Görev A
Rojava yazısında "Şu anda ABD" sözleriyle açılıp "de kontrolü sağladılar." sözleriyle biten bölümü hiç değiştirmeden yazdırın.
Görev B
Rojava yazısında "Böyle bir durum Ankara’yı" diye başlayan paragrafı, ana bilgileri korunacak şekilde kısa bir madde listesine dönüştürün.

Metin parçası
____

İşxan Miroyev
Erdoğan’a karşı tuzak
Rus yazar Anton Pavloviç Çehov’un ‘İlk bölümde duvara asılı olan silah üçüncü bölümde ateş etmesi gerekir’ deyimi Ortadoğu çatışmasında kendini ispatladı.
Beş yıldan fazla zamandır kendi özgürlükleri için savaşan Suriyeli Kürtler sonunda amaçlarına ulaştılar. Rojava’yı nasıl adlandırsalar adlandırsınlar bu onun içeriğini değiştirmez.
Rojava; Cezire, Kobani, Afrin kantonlarından oluşan ve başkenti Kamışlo olan bir devlettir. Bu yapılanma eski merkezi olan Şam’dan bağımsızdır ve IŞİD’e karşı kazandığı savaş başarılarıyla da Şam’dan geri kalmamaktadır.
Şu anda ABD bölgede, YPG’ye dayanarak varlığını sürdürüyor ve ben onların ABD’nin ortakları olarak adlandırmaya karşıyım. Sonuç önemlidir ve eğer bu Washington-Kamışlo işbirliğine bakarsak Kürtler bunun sayesinde Fırat’ın güneyinde kontrol sağladılar. Ayrıca Fırat’ın kuzeyinde bulunan Afrin ve Minbiç gibi iki büyük bölgede de kontrolü sağladılar.
Suriye’nin kuzey sınırının büyük kısmını Kürtler kontrol ediyorlar. Eğer Türkiye’nin 2016 işgali olamasaydı daha da büyük bölümünü kontrol edeceklerdi. Türkler, Bab’ı ele geçirerek Afrin ve Kobani kantonlarının birleşmesini engellediler. Afrin kopuk bir bölge olarak kaldı ve Türkiye’nin Doğu Akdeniz’e çıkışının önünde engel oldu.
Böyle bir durum Ankara’yı çok rahatsız ediyor, zaten uzun yıllardan beri Güneydoğu’da Kürt gerillalarına karşı savaşıyor. Türkiye’de 20 milyondan fazla Kürt yaşamakta ve bunun çoğu ülkenin doğu ve güneydoğundadır. Bu 81 vilayetli Türkiye’de 23 vilayettir. Devletin şiddet politikasının sonucunda 60 binden fazla insan hayatını kaybetti ve bu savaş 100 milyar dolara mal oldu.
Rojava’da en güçlü olan parti PYD’dir ama Türkiye bunu dikkate almıyor. Türkiye Cumhurbaşkanı Tayyip Erdoğan buradaki tüm Kürt güçlerini "terör örgütü" olarak gördüğünü ve isim değişikliklerin hiçbir önemi olmadığını dile getiriyor.

____

Seçme veriler
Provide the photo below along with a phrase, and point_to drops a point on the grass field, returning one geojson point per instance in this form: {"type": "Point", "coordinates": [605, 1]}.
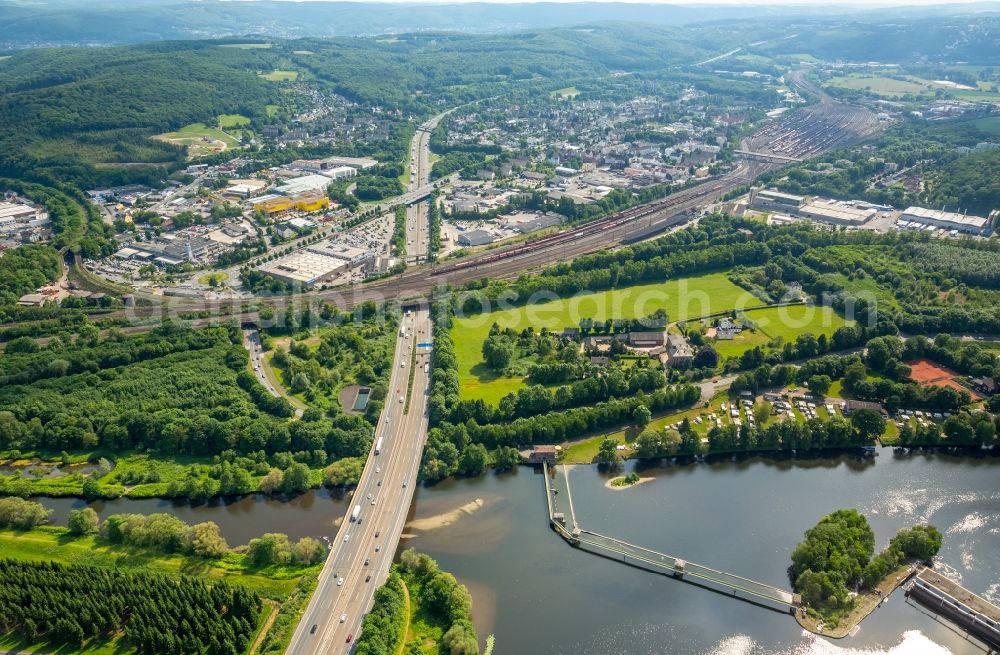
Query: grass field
{"type": "Point", "coordinates": [878, 84]}
{"type": "Point", "coordinates": [281, 76]}
{"type": "Point", "coordinates": [233, 120]}
{"type": "Point", "coordinates": [56, 544]}
{"type": "Point", "coordinates": [220, 278]}
{"type": "Point", "coordinates": [568, 92]}
{"type": "Point", "coordinates": [682, 299]}
{"type": "Point", "coordinates": [789, 322]}
{"type": "Point", "coordinates": [990, 125]}
{"type": "Point", "coordinates": [200, 139]}
{"type": "Point", "coordinates": [740, 343]}
{"type": "Point", "coordinates": [891, 87]}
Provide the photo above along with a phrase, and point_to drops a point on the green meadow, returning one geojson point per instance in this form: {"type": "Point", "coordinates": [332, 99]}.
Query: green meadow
{"type": "Point", "coordinates": [682, 299]}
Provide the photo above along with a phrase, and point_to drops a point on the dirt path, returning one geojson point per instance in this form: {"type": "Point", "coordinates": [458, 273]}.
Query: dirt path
{"type": "Point", "coordinates": [268, 622]}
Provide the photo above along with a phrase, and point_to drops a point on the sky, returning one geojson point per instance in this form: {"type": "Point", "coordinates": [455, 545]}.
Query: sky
{"type": "Point", "coordinates": [860, 4]}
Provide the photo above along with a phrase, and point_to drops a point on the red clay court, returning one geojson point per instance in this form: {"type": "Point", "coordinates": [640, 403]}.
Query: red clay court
{"type": "Point", "coordinates": [927, 372]}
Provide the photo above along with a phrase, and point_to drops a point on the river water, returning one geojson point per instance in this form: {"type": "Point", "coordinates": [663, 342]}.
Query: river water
{"type": "Point", "coordinates": [538, 595]}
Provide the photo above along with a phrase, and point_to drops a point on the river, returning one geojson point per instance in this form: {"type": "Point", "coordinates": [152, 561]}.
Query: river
{"type": "Point", "coordinates": [538, 595]}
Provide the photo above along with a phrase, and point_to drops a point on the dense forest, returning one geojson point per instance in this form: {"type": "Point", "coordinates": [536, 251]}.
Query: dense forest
{"type": "Point", "coordinates": [436, 597]}
{"type": "Point", "coordinates": [172, 392]}
{"type": "Point", "coordinates": [24, 269]}
{"type": "Point", "coordinates": [63, 111]}
{"type": "Point", "coordinates": [153, 614]}
{"type": "Point", "coordinates": [969, 184]}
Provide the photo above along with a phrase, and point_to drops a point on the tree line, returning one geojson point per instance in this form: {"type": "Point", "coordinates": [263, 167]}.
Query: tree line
{"type": "Point", "coordinates": [47, 602]}
{"type": "Point", "coordinates": [838, 557]}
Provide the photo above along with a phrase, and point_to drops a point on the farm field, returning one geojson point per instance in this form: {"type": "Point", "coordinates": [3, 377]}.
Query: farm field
{"type": "Point", "coordinates": [281, 76]}
{"type": "Point", "coordinates": [52, 543]}
{"type": "Point", "coordinates": [200, 139]}
{"type": "Point", "coordinates": [888, 86]}
{"type": "Point", "coordinates": [784, 323]}
{"type": "Point", "coordinates": [877, 84]}
{"type": "Point", "coordinates": [990, 125]}
{"type": "Point", "coordinates": [232, 120]}
{"type": "Point", "coordinates": [682, 299]}
{"type": "Point", "coordinates": [568, 92]}
{"type": "Point", "coordinates": [789, 322]}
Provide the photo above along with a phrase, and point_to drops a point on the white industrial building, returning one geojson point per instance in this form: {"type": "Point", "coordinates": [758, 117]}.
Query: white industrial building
{"type": "Point", "coordinates": [305, 267]}
{"type": "Point", "coordinates": [836, 213]}
{"type": "Point", "coordinates": [15, 216]}
{"type": "Point", "coordinates": [354, 257]}
{"type": "Point", "coordinates": [305, 184]}
{"type": "Point", "coordinates": [946, 220]}
{"type": "Point", "coordinates": [317, 263]}
{"type": "Point", "coordinates": [769, 200]}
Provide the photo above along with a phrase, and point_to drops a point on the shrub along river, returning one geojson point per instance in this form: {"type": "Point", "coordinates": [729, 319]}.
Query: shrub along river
{"type": "Point", "coordinates": [538, 595]}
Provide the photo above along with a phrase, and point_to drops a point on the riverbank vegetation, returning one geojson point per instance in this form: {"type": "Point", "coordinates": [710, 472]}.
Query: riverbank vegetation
{"type": "Point", "coordinates": [421, 609]}
{"type": "Point", "coordinates": [80, 606]}
{"type": "Point", "coordinates": [505, 350]}
{"type": "Point", "coordinates": [160, 546]}
{"type": "Point", "coordinates": [316, 364]}
{"type": "Point", "coordinates": [837, 559]}
{"type": "Point", "coordinates": [172, 413]}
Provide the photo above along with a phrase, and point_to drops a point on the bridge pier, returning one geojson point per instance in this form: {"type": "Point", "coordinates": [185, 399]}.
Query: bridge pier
{"type": "Point", "coordinates": [736, 586]}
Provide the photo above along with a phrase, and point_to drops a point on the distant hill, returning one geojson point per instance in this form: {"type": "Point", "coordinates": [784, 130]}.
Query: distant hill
{"type": "Point", "coordinates": [31, 23]}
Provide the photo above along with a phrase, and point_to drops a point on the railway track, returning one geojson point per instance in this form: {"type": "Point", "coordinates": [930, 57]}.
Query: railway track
{"type": "Point", "coordinates": [805, 133]}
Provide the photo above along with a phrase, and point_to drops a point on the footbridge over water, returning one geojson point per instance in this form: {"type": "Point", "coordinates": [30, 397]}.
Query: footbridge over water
{"type": "Point", "coordinates": [727, 583]}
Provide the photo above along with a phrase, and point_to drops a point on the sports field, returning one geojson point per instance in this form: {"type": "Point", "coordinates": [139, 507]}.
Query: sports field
{"type": "Point", "coordinates": [232, 120]}
{"type": "Point", "coordinates": [200, 139]}
{"type": "Point", "coordinates": [280, 76]}
{"type": "Point", "coordinates": [682, 299]}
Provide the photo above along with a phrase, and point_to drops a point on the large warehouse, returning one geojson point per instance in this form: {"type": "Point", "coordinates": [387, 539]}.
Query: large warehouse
{"type": "Point", "coordinates": [946, 220]}
{"type": "Point", "coordinates": [305, 267]}
{"type": "Point", "coordinates": [836, 213]}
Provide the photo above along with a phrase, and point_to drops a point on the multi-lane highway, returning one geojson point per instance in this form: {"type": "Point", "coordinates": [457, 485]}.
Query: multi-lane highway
{"type": "Point", "coordinates": [417, 227]}
{"type": "Point", "coordinates": [363, 549]}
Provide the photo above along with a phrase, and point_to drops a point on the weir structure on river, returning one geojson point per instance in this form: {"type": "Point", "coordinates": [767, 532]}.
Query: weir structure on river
{"type": "Point", "coordinates": [735, 586]}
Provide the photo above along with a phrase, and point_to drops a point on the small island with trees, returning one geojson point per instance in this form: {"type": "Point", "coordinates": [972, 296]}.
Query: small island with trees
{"type": "Point", "coordinates": [840, 578]}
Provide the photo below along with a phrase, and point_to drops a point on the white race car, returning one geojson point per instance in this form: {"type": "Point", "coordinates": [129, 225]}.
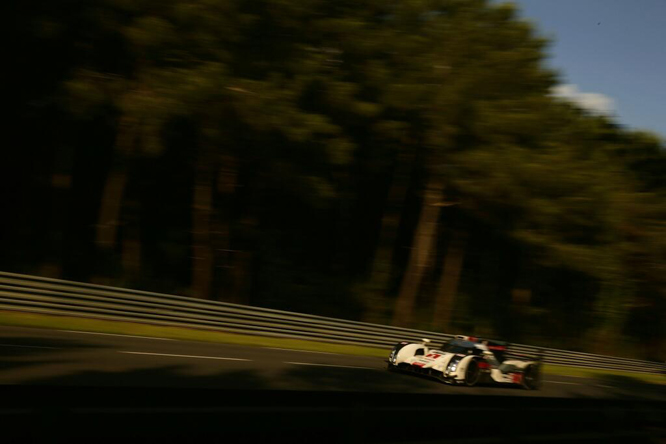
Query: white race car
{"type": "Point", "coordinates": [465, 360]}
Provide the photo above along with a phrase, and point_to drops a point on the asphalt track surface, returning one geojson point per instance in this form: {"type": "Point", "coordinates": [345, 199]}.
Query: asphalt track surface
{"type": "Point", "coordinates": [31, 356]}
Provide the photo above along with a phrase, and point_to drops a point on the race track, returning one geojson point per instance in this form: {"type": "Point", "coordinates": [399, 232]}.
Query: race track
{"type": "Point", "coordinates": [56, 357]}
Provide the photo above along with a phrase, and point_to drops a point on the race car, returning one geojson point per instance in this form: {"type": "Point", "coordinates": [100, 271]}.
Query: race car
{"type": "Point", "coordinates": [465, 360]}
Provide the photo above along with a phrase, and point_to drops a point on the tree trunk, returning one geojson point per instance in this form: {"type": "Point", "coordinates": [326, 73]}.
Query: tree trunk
{"type": "Point", "coordinates": [448, 283]}
{"type": "Point", "coordinates": [114, 189]}
{"type": "Point", "coordinates": [202, 251]}
{"type": "Point", "coordinates": [380, 275]}
{"type": "Point", "coordinates": [419, 256]}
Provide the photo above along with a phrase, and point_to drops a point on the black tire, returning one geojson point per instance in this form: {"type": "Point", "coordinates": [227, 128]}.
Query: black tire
{"type": "Point", "coordinates": [472, 374]}
{"type": "Point", "coordinates": [532, 377]}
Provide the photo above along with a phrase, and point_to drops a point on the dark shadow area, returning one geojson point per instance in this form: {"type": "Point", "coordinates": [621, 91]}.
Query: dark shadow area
{"type": "Point", "coordinates": [19, 352]}
{"type": "Point", "coordinates": [129, 414]}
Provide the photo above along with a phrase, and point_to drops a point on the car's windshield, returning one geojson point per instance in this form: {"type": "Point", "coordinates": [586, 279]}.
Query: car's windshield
{"type": "Point", "coordinates": [458, 346]}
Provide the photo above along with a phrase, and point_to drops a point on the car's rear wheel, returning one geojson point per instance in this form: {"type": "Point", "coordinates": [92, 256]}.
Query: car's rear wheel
{"type": "Point", "coordinates": [532, 377]}
{"type": "Point", "coordinates": [472, 374]}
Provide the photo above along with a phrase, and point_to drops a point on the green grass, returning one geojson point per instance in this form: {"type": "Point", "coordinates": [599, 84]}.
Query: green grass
{"type": "Point", "coordinates": [183, 333]}
{"type": "Point", "coordinates": [197, 334]}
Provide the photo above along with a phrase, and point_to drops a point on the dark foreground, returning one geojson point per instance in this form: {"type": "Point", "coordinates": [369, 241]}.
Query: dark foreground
{"type": "Point", "coordinates": [106, 415]}
{"type": "Point", "coordinates": [71, 387]}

____

Çözüm A
Şu anda ABD bölgede, YPG’ye dayanarak varlığını sürdürüyor ve ben onların ABD’nin ortakları olarak adlandırmaya karşıyım. Sonuç önemlidir ve eğer bu Washington-Kamışlo işbirliğine bakarsak Kürtler bunun sayesinde Fırat’ın güneyinde kontrol sağladılar. Ayrıca Fırat’ın kuzeyinde bulunan Afrin ve Minbiç gibi iki büyük bölgede de kontrolü sağladılar.

Çözüm B
- Bu durum Ankara'yı çok rahatsız ediyor. Ankara zaten uzun yıllardır Güneydoğu'da Kürt gerillalarına karşı savaşıyor.
- Türkiye'de 20 milyondan fazla Kürt yaşıyor. Çoğu ülkenin doğusunda ve güneydoğusunda.
- Bu bölge, 81 vilayetli Türkiye'de 23 vilayeti kapsıyor.
- Devletin şiddet politikası yüzünden 60 binden fazla kişi hayatını kaybetti. Savaşın maliyeti 100 milyar doları buldu.